◆ Record set
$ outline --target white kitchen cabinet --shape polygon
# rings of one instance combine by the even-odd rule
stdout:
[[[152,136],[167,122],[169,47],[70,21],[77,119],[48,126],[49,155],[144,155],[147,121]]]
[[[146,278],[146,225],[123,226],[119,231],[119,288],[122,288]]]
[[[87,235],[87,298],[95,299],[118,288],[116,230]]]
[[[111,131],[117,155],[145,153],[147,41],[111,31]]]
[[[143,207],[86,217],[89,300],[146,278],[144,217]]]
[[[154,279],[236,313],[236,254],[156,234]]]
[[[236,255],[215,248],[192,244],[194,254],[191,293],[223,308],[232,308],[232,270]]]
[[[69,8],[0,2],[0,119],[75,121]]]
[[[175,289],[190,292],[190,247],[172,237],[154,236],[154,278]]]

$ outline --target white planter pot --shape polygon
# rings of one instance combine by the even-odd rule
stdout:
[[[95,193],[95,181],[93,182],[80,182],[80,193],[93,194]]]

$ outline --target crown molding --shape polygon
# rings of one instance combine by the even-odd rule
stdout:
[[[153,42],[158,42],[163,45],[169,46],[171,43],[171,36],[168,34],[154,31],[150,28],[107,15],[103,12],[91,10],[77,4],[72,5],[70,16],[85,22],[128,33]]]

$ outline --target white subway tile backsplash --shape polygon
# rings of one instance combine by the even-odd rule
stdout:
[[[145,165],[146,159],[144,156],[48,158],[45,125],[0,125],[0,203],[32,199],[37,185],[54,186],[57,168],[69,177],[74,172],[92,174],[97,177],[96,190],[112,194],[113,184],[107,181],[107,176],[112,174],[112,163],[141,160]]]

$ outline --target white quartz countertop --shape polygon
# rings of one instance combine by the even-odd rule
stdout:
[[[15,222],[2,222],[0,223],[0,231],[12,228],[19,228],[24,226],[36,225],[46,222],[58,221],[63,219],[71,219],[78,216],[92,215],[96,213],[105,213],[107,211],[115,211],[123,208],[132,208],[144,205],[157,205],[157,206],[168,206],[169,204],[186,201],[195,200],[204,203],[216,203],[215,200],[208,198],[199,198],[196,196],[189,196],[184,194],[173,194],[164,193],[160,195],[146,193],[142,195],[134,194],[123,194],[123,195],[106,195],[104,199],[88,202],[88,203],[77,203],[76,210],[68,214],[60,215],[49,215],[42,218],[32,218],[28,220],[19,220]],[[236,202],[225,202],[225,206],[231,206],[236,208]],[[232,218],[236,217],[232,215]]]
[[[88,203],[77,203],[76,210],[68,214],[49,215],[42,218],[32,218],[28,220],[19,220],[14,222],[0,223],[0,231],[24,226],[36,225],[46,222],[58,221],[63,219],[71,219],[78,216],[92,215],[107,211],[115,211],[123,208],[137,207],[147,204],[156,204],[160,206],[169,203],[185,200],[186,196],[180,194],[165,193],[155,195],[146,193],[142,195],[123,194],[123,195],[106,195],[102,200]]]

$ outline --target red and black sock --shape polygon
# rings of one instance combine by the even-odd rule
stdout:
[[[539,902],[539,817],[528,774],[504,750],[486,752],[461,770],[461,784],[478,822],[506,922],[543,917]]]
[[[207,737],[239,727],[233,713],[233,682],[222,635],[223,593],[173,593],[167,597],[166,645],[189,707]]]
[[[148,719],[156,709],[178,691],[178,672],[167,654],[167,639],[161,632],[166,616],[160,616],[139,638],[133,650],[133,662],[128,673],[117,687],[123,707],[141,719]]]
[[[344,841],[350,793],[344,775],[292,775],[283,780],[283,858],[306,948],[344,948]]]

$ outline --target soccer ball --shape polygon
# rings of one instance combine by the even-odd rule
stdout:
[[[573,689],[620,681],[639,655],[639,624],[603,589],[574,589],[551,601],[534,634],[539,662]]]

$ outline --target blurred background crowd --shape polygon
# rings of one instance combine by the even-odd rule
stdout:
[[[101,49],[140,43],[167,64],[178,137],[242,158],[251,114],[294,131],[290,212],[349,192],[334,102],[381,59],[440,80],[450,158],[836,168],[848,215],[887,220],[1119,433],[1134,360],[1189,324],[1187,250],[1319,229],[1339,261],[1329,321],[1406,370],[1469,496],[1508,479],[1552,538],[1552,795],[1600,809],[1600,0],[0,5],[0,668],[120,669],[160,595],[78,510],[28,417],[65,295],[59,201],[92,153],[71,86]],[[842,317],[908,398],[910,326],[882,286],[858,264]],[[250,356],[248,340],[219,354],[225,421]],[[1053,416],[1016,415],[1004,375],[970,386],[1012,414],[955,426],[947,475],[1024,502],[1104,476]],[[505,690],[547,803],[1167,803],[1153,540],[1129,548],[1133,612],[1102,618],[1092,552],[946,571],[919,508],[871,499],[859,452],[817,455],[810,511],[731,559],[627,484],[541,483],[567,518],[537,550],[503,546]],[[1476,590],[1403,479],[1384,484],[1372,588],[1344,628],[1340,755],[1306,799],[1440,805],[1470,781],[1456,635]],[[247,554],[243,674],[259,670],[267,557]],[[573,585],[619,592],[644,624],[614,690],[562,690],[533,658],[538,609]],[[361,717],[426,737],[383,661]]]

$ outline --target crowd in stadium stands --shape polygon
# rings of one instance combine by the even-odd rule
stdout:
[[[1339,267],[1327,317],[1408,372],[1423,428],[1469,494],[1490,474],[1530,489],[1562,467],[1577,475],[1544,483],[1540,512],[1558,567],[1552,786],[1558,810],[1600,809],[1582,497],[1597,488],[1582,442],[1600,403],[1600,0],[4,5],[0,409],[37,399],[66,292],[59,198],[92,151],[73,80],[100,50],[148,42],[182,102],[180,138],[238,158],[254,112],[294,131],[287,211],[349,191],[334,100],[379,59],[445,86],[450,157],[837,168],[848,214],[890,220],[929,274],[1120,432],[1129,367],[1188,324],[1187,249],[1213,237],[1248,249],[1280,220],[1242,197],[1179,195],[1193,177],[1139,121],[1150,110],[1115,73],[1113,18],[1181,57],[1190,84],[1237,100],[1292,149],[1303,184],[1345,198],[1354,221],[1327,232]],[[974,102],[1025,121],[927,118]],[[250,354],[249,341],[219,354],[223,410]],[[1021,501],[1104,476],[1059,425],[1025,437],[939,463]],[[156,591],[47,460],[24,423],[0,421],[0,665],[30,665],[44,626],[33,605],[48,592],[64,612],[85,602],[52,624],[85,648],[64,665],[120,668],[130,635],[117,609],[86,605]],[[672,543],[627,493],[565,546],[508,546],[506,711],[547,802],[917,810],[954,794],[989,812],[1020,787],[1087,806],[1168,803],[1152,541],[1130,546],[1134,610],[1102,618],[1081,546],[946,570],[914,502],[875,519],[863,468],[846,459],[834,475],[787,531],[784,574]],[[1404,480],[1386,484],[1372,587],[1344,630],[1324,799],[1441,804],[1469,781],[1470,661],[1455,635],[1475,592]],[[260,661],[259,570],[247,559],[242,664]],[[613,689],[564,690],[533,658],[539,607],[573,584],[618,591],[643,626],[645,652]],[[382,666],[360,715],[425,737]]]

◆ Directions
Write each entry out again, exactly as it reads above.

◆ Solution to the problem
$ outline --target white kitchen cabinet --shape polygon
# rings of one instance combine by the even-odd rule
stdout:
[[[152,136],[167,122],[169,47],[70,21],[77,119],[48,126],[49,155],[144,155],[147,121]]]
[[[146,278],[146,225],[123,226],[119,231],[119,288],[122,288]]]
[[[87,235],[87,298],[95,299],[118,288],[116,230]]]
[[[111,131],[117,155],[145,153],[147,41],[111,31]]]
[[[143,207],[86,217],[89,300],[146,278],[144,217]]]
[[[154,279],[236,313],[236,254],[156,234]]]
[[[236,255],[215,248],[192,244],[194,254],[191,293],[223,308],[232,308],[232,270]]]
[[[69,8],[0,2],[0,119],[75,121]]]
[[[175,289],[190,292],[190,247],[172,237],[154,236],[154,278]]]

$ outline --target white planter pot --shape polygon
# rings of one instance combine by the even-odd rule
stdout:
[[[95,193],[95,181],[93,182],[80,182],[80,193],[93,194]]]

$ outline --target crown molding --shape polygon
# rings of one instance combine by the even-odd rule
stdout:
[[[153,42],[158,42],[163,45],[169,46],[171,43],[171,36],[168,34],[154,31],[150,28],[107,15],[103,12],[91,10],[77,4],[72,5],[70,16],[85,22],[128,33]]]

$ outline --target white subway tile backsplash --shape polygon
# rings of one instance combine by the even-odd rule
stdout:
[[[145,165],[146,159],[144,156],[48,158],[45,125],[0,125],[0,203],[32,199],[37,185],[54,186],[57,168],[69,177],[74,172],[92,174],[97,177],[96,190],[112,194],[113,184],[107,181],[107,176],[112,174],[112,163],[141,160]]]

$ outline --target white quartz countertop --shape polygon
# rings of one instance combine by the even-odd rule
stdout:
[[[15,222],[2,222],[0,223],[0,231],[12,228],[19,228],[24,226],[36,225],[46,222],[58,221],[63,219],[71,219],[78,216],[92,215],[96,213],[105,213],[107,211],[115,211],[123,208],[132,208],[144,205],[157,205],[157,206],[168,206],[169,204],[186,201],[195,200],[204,203],[216,203],[215,200],[208,198],[199,198],[196,196],[189,196],[184,194],[173,194],[164,193],[160,195],[146,193],[142,195],[134,194],[123,194],[123,195],[106,195],[104,199],[88,202],[88,203],[77,203],[76,210],[68,214],[60,215],[49,215],[42,218],[32,218],[28,220],[19,220]],[[236,202],[225,202],[225,206],[231,206],[236,208]],[[232,218],[236,217],[232,215]]]
[[[88,203],[77,203],[76,210],[68,214],[49,215],[42,218],[32,218],[28,220],[19,220],[14,222],[0,223],[0,231],[24,226],[36,225],[46,222],[58,221],[63,219],[71,219],[78,216],[92,215],[107,211],[115,211],[123,208],[137,207],[147,204],[156,204],[160,206],[169,203],[185,200],[186,196],[180,194],[165,193],[155,195],[146,193],[142,195],[123,194],[123,195],[106,195],[102,200]]]

$ outline --target red and black sock --shape polygon
# rings of one instance combine by the even-odd rule
stdout:
[[[539,902],[539,817],[528,774],[504,750],[486,752],[461,770],[461,784],[478,822],[506,922],[543,917]]]
[[[207,737],[239,727],[233,713],[233,682],[222,635],[223,593],[173,593],[167,597],[166,645],[189,707]]]
[[[148,719],[156,709],[178,691],[178,672],[167,654],[167,639],[161,632],[166,616],[160,616],[139,638],[133,650],[133,662],[128,673],[117,687],[123,707],[141,719]]]
[[[344,841],[350,793],[344,775],[292,775],[283,780],[283,858],[306,948],[344,948]]]

$ outline --target soccer ball --shape polygon
# rings of one instance combine by the even-odd rule
stdout:
[[[573,689],[620,681],[639,655],[639,624],[603,589],[574,589],[551,601],[534,634],[539,662]]]

$ outline --target blurred background crowd --shape polygon
# rings of one instance combine by the even-odd rule
stdout:
[[[101,49],[140,43],[167,64],[178,137],[242,158],[251,114],[294,131],[290,212],[349,192],[334,102],[381,59],[440,80],[450,158],[836,168],[848,215],[887,220],[1119,433],[1134,360],[1189,324],[1187,250],[1319,229],[1339,261],[1329,321],[1406,370],[1469,496],[1508,479],[1552,538],[1552,795],[1600,809],[1600,0],[0,5],[0,668],[120,669],[160,595],[78,510],[28,417],[65,295],[59,201],[92,153],[71,86]],[[842,317],[908,398],[910,326],[882,286],[858,264]],[[250,356],[248,340],[219,354],[225,421]],[[1053,416],[1016,415],[1004,375],[970,386],[1012,414],[955,426],[947,475],[1024,502],[1104,476]],[[505,690],[547,803],[1167,803],[1153,540],[1129,548],[1133,612],[1102,618],[1092,552],[946,571],[919,508],[871,499],[859,452],[817,455],[810,511],[731,559],[627,484],[541,483],[567,518],[537,550],[503,546]],[[1476,590],[1403,479],[1384,484],[1372,588],[1344,628],[1340,755],[1306,799],[1440,805],[1470,781],[1456,635]],[[247,554],[243,674],[259,670],[267,557]],[[573,585],[619,592],[644,624],[614,690],[562,690],[533,658],[538,609]],[[361,717],[426,737],[383,661]]]

$ outline --target crowd in stadium stands --shape polygon
# rings of one instance combine by the even-odd rule
stdout:
[[[1339,267],[1327,317],[1408,372],[1423,428],[1469,494],[1490,474],[1530,489],[1562,467],[1577,475],[1544,483],[1540,512],[1558,567],[1552,786],[1558,810],[1600,809],[1582,497],[1597,488],[1582,442],[1600,403],[1600,0],[4,5],[0,409],[37,399],[66,292],[59,198],[92,151],[73,80],[100,50],[148,42],[182,102],[180,138],[238,158],[254,112],[294,131],[287,211],[349,191],[334,100],[379,59],[445,86],[450,157],[837,168],[848,214],[890,220],[929,274],[1120,432],[1129,367],[1188,324],[1187,249],[1213,237],[1248,249],[1280,220],[1242,197],[1179,195],[1193,177],[1139,121],[1150,110],[1115,73],[1113,18],[1181,57],[1190,84],[1237,100],[1292,149],[1303,184],[1345,198],[1354,221],[1327,232]],[[974,102],[1025,121],[927,118]],[[250,354],[249,341],[219,354],[223,410]],[[1021,501],[1104,476],[1059,425],[1025,437],[939,463]],[[156,591],[47,460],[24,423],[0,421],[0,665],[30,665],[44,626],[33,605],[48,592],[64,612],[85,602],[52,624],[85,648],[64,665],[120,668],[130,635],[117,609],[86,605]],[[672,543],[627,493],[565,546],[508,546],[506,711],[547,802],[917,810],[954,794],[989,812],[1020,787],[1087,806],[1168,803],[1152,541],[1130,546],[1134,610],[1102,618],[1081,546],[946,570],[914,502],[875,519],[863,468],[846,459],[834,475],[787,531],[784,574]],[[1404,480],[1386,484],[1372,587],[1344,630],[1324,799],[1441,804],[1469,781],[1470,661],[1455,635],[1475,592]],[[260,661],[259,570],[247,559],[242,664]],[[613,689],[564,690],[533,658],[539,607],[573,584],[618,591],[643,626],[645,652]],[[382,666],[360,715],[425,737]]]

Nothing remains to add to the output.